BRIEF = Please transcribe the records below word for word, from the line containing "Where can the banana chunk" through the end of the records, including both ends.

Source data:
--- BEGIN ---
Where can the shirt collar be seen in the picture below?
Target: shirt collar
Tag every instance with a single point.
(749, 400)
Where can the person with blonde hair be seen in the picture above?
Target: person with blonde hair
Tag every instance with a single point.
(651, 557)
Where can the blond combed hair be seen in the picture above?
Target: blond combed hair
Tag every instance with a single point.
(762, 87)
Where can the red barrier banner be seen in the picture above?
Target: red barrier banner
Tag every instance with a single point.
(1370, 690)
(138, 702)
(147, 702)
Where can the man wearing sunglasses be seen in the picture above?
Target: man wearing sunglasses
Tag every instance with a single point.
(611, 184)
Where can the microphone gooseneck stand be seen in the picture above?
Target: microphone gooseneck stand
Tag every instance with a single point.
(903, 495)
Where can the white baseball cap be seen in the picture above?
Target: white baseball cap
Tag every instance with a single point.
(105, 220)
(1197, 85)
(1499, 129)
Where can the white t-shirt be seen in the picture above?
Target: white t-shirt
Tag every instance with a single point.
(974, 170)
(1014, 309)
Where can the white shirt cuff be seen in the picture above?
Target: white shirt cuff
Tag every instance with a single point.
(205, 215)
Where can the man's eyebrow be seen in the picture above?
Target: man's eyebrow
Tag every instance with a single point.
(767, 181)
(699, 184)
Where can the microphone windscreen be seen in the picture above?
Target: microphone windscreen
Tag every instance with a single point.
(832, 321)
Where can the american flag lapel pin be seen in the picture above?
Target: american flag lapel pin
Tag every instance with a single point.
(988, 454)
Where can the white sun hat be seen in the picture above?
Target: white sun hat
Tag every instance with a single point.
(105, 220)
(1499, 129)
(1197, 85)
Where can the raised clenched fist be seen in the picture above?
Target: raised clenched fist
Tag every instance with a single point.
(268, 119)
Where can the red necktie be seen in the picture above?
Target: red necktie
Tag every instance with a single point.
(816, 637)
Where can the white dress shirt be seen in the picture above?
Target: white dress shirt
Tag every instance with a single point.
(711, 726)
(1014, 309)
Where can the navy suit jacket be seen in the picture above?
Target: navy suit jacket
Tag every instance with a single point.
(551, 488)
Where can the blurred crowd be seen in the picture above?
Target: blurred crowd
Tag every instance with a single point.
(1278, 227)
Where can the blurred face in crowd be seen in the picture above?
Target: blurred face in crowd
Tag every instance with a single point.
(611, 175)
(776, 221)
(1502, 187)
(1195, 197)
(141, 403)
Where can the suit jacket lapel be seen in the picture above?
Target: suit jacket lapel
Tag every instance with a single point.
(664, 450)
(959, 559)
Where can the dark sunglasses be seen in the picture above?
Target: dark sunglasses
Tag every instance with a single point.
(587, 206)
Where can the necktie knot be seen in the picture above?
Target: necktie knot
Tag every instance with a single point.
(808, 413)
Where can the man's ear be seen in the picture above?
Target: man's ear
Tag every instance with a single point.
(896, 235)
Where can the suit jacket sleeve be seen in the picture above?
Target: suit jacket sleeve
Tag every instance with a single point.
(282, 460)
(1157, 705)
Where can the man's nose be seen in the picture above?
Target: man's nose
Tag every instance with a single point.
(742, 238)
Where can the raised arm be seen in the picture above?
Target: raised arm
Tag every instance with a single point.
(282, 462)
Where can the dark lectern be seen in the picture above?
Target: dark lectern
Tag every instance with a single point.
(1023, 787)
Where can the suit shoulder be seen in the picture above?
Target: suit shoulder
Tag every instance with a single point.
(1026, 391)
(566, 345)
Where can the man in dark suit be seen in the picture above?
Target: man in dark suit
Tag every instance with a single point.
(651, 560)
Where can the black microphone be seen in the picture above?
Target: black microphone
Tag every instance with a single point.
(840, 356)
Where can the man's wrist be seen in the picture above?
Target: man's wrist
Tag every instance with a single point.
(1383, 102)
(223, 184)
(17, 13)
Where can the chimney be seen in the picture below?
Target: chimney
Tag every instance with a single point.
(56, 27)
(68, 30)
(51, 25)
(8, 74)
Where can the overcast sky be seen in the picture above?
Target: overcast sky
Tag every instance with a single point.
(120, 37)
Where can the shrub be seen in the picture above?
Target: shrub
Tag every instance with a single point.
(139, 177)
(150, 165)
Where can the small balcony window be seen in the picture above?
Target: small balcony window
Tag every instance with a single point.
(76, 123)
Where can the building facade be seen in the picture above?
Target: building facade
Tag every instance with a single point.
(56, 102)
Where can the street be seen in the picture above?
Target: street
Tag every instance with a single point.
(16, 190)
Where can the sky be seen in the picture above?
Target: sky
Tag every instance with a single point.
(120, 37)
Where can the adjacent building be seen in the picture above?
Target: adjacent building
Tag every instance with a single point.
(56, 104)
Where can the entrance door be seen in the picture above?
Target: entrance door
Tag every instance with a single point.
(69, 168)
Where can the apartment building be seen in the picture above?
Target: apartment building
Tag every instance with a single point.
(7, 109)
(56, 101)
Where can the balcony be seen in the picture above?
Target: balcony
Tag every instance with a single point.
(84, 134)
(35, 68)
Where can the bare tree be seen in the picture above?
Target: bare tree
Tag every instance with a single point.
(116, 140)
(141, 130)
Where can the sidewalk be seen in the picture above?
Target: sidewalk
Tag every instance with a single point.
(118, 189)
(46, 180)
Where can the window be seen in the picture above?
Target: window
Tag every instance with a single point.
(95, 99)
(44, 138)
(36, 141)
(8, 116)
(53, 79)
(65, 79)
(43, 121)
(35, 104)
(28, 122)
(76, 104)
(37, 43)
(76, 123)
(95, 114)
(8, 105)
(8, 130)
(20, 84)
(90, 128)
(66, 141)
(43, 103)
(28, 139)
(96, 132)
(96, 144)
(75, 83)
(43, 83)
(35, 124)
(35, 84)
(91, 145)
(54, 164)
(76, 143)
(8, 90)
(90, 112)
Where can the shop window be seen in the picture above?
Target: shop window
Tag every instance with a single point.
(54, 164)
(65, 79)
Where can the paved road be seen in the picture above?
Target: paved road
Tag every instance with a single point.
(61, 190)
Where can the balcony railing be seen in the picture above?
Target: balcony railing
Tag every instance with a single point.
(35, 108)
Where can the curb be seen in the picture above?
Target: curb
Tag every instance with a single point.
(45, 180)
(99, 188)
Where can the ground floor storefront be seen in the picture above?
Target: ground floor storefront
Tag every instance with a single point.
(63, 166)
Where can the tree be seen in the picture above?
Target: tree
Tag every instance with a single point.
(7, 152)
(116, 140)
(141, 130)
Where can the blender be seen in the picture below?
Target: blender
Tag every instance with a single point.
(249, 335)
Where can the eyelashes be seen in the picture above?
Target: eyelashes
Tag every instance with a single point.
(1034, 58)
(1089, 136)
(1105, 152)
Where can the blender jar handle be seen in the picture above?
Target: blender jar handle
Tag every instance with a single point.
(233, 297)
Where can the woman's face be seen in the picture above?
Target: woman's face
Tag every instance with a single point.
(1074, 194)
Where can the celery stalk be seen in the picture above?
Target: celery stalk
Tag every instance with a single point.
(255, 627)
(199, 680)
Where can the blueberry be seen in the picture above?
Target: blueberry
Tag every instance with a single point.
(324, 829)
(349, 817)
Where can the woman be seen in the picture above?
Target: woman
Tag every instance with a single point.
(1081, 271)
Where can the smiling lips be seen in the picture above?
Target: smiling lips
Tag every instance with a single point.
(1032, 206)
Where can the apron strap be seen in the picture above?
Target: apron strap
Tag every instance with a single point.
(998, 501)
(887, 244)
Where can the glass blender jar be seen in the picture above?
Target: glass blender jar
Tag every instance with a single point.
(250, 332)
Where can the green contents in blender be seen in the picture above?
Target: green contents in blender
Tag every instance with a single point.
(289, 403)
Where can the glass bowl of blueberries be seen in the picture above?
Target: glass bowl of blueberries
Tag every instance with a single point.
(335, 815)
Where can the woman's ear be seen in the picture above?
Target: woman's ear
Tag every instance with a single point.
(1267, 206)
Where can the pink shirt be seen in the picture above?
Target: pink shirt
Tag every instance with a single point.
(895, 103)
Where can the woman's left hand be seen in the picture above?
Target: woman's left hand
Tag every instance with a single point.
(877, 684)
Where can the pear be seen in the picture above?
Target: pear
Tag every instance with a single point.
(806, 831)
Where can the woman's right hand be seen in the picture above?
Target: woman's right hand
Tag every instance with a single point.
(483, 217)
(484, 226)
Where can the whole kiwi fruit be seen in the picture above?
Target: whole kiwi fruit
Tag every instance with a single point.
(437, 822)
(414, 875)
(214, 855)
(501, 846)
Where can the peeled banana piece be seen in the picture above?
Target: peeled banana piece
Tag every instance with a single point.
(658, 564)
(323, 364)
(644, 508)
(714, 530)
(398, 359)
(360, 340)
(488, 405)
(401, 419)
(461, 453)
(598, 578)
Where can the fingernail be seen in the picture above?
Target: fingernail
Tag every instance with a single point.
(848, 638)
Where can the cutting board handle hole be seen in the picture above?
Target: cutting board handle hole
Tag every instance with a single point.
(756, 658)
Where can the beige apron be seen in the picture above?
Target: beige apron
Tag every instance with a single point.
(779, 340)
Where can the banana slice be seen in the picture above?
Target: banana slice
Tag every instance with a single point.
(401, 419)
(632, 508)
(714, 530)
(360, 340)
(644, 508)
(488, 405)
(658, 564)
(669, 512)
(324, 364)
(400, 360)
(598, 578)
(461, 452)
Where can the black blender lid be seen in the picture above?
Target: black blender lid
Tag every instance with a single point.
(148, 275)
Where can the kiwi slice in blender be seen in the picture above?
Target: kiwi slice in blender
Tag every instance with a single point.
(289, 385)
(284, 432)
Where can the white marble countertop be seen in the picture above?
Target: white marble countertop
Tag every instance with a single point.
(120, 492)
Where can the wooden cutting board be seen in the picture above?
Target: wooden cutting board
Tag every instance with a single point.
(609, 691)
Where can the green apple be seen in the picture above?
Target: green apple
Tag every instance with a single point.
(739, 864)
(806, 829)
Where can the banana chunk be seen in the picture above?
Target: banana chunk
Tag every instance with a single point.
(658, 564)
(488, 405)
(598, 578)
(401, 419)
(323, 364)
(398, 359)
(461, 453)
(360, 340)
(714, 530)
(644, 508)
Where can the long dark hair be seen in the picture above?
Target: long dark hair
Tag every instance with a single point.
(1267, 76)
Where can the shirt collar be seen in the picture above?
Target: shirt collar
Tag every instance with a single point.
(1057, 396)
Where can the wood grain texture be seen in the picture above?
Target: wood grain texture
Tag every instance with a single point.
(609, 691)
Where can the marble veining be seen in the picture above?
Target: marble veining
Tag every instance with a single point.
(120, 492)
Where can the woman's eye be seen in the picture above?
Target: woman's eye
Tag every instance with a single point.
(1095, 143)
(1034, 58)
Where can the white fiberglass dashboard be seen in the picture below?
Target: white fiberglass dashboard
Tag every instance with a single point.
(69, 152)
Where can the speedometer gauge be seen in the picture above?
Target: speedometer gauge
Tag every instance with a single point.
--- END ---
EXPECTED OUTPUT =
Where can the banana chunk be seen in the picture above?
Target: banana chunk
Tag every instance with a single point.
(658, 564)
(488, 405)
(598, 578)
(401, 419)
(323, 364)
(398, 359)
(461, 453)
(360, 340)
(714, 530)
(644, 508)
Where can the long dark hair be seen in the picture above?
Target: long dark hair
Tag every instance with a single point.
(1267, 76)
Where can the shirt collar be seen in the picture above?
Target: shirt collar
Tag every instance with a single point.
(1057, 396)
Where can the wood grain texture be seen in the picture above?
Target: wood grain texture
Tag every instance with a single point.
(609, 691)
Where can the marble veining be seen in the picture above?
Target: marble veining
Tag every instance with a single point.
(120, 492)
Where can the woman's eye be seen in the picture above?
Target: woman's eye
Tag every instance with a single point.
(1095, 143)
(1034, 58)
Where can the white fiberglass dashboard be seen in the picture below?
Target: white fiberglass dashboard
Tag every instance with a single point.
(69, 152)
Where can the speedometer gauge be seen in the picture above?
Target: speedometer gauge
Tag every instance with a single point.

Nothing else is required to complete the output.